Aim of the task:
Copy the items again, from the line containing "[mask] pink leg -> every instance" through the line containing "136 259 L 137", with requests included and both ends counted. Shift every number in the answer SVG markup by -85, leaving the requests and their sample SVGs unchanged.

Entries shown:

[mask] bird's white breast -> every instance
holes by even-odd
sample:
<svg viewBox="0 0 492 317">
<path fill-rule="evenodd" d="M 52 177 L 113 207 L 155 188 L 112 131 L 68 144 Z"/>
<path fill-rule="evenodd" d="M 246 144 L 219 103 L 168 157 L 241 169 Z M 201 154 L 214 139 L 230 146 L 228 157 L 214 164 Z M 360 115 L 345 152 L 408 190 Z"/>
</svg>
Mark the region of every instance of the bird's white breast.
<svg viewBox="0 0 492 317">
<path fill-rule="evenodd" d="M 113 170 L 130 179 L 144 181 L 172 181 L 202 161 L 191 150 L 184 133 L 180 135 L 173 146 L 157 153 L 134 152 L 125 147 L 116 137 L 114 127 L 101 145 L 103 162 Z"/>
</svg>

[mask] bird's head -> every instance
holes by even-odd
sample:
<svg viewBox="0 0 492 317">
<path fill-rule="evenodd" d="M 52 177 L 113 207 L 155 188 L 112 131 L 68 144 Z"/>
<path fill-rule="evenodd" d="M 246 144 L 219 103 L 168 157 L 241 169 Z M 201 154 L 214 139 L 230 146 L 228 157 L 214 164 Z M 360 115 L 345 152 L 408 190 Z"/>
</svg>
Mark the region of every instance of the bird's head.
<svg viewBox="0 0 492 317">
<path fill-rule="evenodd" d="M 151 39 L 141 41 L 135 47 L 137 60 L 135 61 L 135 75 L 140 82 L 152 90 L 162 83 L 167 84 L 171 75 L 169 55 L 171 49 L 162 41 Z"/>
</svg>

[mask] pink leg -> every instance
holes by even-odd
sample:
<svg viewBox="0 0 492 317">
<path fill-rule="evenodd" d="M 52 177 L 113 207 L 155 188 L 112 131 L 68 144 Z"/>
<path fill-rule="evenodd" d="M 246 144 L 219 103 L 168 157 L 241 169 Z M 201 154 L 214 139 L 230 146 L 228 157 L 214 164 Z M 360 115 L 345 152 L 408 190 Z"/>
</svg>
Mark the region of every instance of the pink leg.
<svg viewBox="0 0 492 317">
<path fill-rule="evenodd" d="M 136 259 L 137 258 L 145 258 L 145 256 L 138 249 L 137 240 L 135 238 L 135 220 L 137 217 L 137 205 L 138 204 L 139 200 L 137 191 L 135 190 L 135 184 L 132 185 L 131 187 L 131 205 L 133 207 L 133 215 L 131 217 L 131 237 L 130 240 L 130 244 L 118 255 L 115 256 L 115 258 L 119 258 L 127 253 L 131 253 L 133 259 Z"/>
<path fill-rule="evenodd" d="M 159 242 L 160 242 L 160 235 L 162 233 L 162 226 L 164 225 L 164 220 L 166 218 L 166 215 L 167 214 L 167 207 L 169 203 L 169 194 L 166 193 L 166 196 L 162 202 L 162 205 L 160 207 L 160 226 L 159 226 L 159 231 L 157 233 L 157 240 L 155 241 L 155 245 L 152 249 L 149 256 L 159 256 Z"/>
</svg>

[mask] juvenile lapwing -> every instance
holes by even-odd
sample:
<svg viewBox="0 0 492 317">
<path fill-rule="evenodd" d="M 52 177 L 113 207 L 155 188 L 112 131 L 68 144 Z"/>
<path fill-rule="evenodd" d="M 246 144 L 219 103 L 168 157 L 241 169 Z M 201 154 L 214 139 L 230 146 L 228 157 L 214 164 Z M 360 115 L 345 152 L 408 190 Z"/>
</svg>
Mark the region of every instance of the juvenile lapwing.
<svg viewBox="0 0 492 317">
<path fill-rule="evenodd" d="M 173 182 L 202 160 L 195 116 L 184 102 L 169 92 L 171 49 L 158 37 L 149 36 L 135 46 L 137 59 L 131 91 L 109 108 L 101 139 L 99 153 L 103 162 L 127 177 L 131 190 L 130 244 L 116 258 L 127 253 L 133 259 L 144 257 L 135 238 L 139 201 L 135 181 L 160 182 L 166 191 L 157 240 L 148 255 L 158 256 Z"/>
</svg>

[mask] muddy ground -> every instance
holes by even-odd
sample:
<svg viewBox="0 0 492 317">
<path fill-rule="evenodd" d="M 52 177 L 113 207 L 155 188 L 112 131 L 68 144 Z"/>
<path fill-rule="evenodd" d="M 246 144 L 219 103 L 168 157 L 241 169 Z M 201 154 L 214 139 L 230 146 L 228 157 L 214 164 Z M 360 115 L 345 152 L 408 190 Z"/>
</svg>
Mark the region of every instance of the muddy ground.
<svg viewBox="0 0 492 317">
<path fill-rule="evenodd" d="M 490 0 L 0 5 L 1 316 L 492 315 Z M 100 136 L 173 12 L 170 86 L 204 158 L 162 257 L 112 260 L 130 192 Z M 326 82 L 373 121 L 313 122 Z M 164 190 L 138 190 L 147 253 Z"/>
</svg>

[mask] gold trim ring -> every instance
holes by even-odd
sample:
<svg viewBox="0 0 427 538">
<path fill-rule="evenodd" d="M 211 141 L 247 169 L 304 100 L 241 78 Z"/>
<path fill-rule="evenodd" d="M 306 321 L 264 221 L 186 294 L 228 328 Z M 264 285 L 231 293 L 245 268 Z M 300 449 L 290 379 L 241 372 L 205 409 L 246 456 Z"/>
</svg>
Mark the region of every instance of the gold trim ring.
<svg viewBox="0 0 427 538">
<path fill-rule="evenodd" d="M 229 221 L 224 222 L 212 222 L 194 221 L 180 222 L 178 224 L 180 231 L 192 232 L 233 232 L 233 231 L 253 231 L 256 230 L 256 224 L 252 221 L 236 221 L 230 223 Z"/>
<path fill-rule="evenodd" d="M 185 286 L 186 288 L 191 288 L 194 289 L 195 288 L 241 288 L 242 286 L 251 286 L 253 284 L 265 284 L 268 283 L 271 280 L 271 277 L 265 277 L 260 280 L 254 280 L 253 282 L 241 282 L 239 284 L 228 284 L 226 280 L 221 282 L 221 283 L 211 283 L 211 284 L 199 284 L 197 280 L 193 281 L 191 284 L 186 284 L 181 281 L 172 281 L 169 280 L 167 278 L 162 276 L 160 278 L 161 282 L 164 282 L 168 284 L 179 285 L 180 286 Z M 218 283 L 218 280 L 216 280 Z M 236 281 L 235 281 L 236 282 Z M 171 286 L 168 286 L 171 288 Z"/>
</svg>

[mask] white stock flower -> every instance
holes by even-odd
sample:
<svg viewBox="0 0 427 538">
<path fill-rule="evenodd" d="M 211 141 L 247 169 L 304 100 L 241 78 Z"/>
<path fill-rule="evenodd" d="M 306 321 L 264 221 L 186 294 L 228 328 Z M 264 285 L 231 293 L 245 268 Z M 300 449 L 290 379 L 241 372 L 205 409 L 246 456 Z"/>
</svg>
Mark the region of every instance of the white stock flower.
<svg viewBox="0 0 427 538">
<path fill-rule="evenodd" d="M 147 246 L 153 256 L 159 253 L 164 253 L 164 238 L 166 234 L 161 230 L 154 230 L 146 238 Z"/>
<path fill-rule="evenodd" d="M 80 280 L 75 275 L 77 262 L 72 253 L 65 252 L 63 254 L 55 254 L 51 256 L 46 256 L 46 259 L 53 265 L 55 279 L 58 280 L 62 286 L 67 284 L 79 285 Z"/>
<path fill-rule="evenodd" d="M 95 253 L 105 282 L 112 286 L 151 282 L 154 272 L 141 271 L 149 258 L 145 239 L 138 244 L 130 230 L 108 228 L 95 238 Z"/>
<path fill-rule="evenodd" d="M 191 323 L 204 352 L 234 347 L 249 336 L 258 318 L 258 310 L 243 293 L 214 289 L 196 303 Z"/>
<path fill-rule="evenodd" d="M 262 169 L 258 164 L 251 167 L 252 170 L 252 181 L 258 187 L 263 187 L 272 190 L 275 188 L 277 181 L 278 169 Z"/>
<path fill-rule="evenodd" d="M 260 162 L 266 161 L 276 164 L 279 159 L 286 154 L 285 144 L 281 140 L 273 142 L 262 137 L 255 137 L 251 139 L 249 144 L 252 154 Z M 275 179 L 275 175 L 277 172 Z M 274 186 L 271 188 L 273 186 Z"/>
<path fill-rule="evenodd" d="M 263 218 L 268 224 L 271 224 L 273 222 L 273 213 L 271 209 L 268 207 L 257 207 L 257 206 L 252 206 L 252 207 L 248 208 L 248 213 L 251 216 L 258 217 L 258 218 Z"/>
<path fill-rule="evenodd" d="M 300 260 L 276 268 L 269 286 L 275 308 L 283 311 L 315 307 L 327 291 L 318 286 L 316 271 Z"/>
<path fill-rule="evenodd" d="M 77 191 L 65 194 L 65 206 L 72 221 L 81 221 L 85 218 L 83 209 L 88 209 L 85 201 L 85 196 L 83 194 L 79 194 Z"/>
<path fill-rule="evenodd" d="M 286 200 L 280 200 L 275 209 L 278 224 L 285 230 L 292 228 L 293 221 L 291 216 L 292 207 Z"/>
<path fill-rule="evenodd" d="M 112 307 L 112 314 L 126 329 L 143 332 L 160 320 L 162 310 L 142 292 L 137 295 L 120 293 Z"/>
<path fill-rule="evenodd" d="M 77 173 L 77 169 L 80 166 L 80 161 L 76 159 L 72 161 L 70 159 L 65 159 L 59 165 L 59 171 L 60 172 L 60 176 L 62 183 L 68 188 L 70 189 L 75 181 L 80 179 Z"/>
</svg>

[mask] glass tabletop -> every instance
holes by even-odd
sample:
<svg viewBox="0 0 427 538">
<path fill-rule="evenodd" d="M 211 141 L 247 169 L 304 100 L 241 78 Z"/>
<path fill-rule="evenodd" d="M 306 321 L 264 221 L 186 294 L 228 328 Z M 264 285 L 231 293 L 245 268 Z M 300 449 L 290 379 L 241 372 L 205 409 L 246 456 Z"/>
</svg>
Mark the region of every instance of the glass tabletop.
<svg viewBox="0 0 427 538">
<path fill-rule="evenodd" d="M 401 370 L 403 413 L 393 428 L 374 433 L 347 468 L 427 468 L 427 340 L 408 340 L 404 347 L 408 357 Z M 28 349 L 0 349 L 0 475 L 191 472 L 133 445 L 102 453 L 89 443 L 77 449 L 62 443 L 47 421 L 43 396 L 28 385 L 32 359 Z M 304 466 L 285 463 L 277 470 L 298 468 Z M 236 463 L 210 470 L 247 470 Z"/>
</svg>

Output for this exercise:
[mask] pink leg -> every instance
holes by even-odd
sample:
<svg viewBox="0 0 492 317">
<path fill-rule="evenodd" d="M 52 177 L 113 207 L 155 188 L 112 131 L 68 144 Z"/>
<path fill-rule="evenodd" d="M 246 144 L 219 103 L 168 157 L 241 169 Z M 201 154 L 214 139 L 230 146 L 228 157 L 214 164 Z M 360 115 L 345 152 L 408 190 Z"/>
</svg>
Mark the region of every instance of the pink leg.
<svg viewBox="-85 -85 407 232">
<path fill-rule="evenodd" d="M 51 174 L 52 173 L 60 173 L 60 171 L 53 164 L 52 155 L 50 153 L 50 135 L 52 132 L 52 120 L 53 119 L 54 115 L 52 106 L 50 105 L 50 99 L 47 100 L 46 102 L 46 120 L 48 122 L 48 130 L 46 132 L 46 152 L 45 155 L 45 159 L 33 170 L 30 171 L 30 173 L 34 173 L 42 168 L 46 168 L 48 174 Z"/>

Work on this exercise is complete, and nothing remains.